-- SOURCE DATA follows --

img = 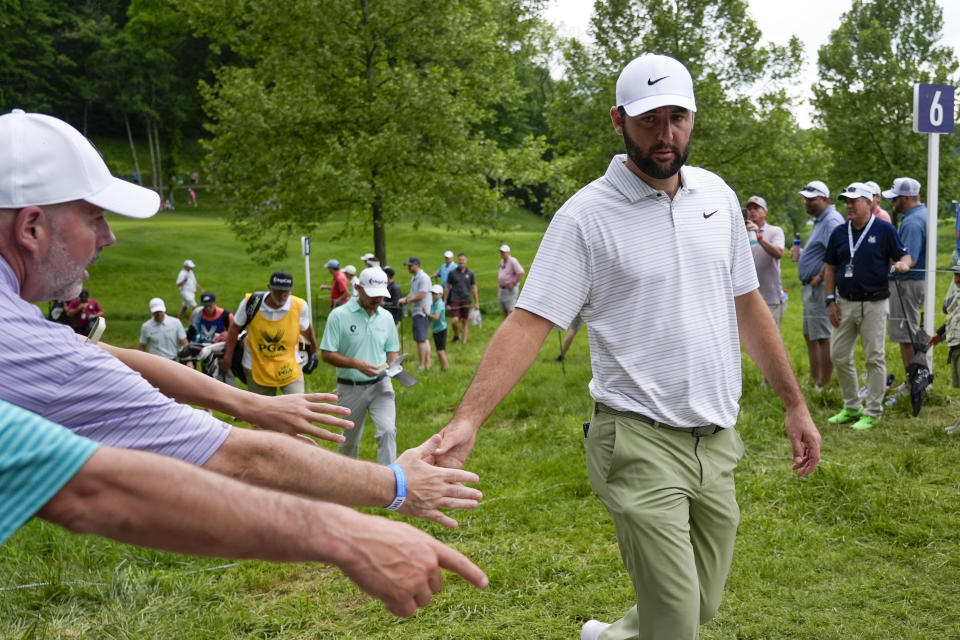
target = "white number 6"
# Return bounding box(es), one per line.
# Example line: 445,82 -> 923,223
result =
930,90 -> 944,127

-- SOURCE DATA concluded --
-- SOURCE DATA follows --

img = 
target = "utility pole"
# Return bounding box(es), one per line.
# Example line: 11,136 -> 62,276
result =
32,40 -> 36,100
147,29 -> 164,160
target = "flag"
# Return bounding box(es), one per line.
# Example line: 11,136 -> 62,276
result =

-- SOURCE DATA concluded --

PROBLEM DETAILS:
A single number is expected: how many lines in the records contain the string "target".

TASK RESULT:
3